Nadie más autorizado para atestiguar la extraña complicidad entre retratista y retratado que la fotógrafa alemana Gisèle Freund, cuya obra se expone actualmente en el Centro de Cultura Contemporánea de Barcelona bajo el título El mundo y mi cámara. Y aunque es cierto que Freund se dirige mucho más al escenario de la cultura que al de la política -pese a sus incursiones en las figuras de Eva Perón y Mitterrand- no por ello es menor su maestría al rastrear los entresijos de aquella complicidad. Gisèle Freund, más que retratar, hace posar a algunos de los principales escritores del siglo pasado. Hay algo de teatral, tragicómico, en esta exigencia. Como contrapartida se ofrece la creación de un ídolo para la posteridad.
Sabemos más o menos como han posado los políticos y militares a lo largo de la historia, primero ante el escultor y el pintor y luego ante el fotógrafo: un gesto de seriedad y supuesta nobleza infinitamente repetidos, matizados finalmente con los alardes democráticos de simpatía desenfadada. También comprendemos, por supuesto, a través de informaciones como las de los intérpretes, qué se oculta bajo las caras alegres de Yalta.
Gisèle Freund nos explica con sus retratos cómo posan los artífices de la cultura. Es decir: cómo quieren ser vistos, cómo quieren pasar a la posteridad, cómo quieren que se refleje su obra en su rostro, cómo quieren ser juzgados y también, finalmente, cómo quieren ser absueltos bajo la máscara inocente de la hipotética espontaneidad de su gesto. Freund les deja simular todo esto al tiempo que dispara implacablemente sus propias simulaciones.
No sé quién inventó el primer retrato donde se recogía la severidad de Dante, pero es evidente que es el Renacimiento el que empieza a glorificar la nueva figura del artista, que compite con el poder político y religioso dotándolo de un aura de grandeza moral. Al menos desde Durero el artista posa con un aire de seriedad trascendente. En el otro extremo está la sonrisa filosófica con que Van Loo pinta a Diderot y Houdon esculpe a Voltaire.
Tanto en un modelo como en otro se cumple seguramente el juego entre retratista y retratado.
Pero este juego aún no poseía la crueldad, el vértigo, la maravillosa exactitud que le otorgó la fotografía. Freund tensó al máximo las reglas del juego, respetando, sin embargo, con una delicada ironía, el desamparo del artista -aun del más histriónico- ante la cámara. Los grandes iconos políticos del siglo XX fueron concebidos para que la multitud creyera sin ponerse a pensar qué había a la sombra de los ídolos. Gisèle Freund, por el contrario, muestra los andamios que sostienen al personaje.
Ni el aire melancólico de Virginia Woolf, ni la evasión de James Joyce, ni el tono aventurero de André Malraux, ni la timidez de Samuel Beckett, nos ocultan la comedia que entraña la tragedia humana.

——————————

= ACCIONES A REALIZAR =
1) Resume en dos oraciones el texto sobre los retratos de Gisèle Freund.
2) Reproduce el fragmento del texto sobre los retratos de Gisèle Freund que va desde "Tanto en un" hasta "la tragedia humana.", ambos incluidos.

= Entradas de datos almacenadas =
——————————

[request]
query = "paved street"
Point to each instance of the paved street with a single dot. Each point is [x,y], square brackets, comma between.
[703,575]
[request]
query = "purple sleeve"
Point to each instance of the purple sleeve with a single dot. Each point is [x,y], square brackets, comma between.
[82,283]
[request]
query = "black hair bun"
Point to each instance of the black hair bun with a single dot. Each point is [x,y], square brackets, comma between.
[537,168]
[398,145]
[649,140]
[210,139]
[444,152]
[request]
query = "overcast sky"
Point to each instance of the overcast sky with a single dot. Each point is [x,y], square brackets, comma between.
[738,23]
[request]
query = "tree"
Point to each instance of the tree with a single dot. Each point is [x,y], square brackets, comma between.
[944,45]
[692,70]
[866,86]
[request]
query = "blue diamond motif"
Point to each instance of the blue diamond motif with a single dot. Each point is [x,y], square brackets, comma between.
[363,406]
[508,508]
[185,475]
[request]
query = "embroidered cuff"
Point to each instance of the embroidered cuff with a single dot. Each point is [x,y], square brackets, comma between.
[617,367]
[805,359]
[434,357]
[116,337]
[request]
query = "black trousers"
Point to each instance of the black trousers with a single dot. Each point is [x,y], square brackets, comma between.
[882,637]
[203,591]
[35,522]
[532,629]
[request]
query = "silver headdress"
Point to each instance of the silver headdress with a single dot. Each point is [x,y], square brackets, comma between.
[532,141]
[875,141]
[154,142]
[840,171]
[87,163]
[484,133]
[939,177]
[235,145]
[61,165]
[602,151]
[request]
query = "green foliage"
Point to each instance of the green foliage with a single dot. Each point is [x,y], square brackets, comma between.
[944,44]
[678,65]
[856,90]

——————————

= RESPUESTAS POR TAREA =
1) La obra de la fotógrafa Gisèle Freund, expuesta en el Centro de Cultura Contemporánea de Barcelona bajo el título El mundo y mi cámara, hace posar a algunos de los principales escritores del siglo pasado y explica cómo quieren ser vistos y pasar a la posteridad los artífices de la cultura. A diferencia de los grandes iconos políticos del siglo XX, concebidos para que la multitud creyera sin ponerse a pensar, Freund muestra los andamios que sostienen al personaje.

2)
Tanto en un modelo como en otro se cumple seguramente el juego entre retratista y retratado.
Pero este juego aún no poseía la crueldad, el vértigo, la maravillosa exactitud que le otorgó la fotografía. Freund tensó al máximo las reglas del juego, respetando, sin embargo, con una delicada ironía, el desamparo del artista -aun del más histriónico- ante la cámara. Los grandes iconos políticos del siglo XX fueron concebidos para que la multitud creyera sin ponerse a pensar qué había a la sombra de los ídolos. Gisèle Freund, por el contrario, muestra los andamios que sostienen al personaje.
Ni el aire melancólico de Virginia Woolf, ni la evasión de James Joyce, ni el tono aventurero de André Malraux, ni la timidez de Samuel Beckett, nos ocultan la comedia que entraña la tragedia humana.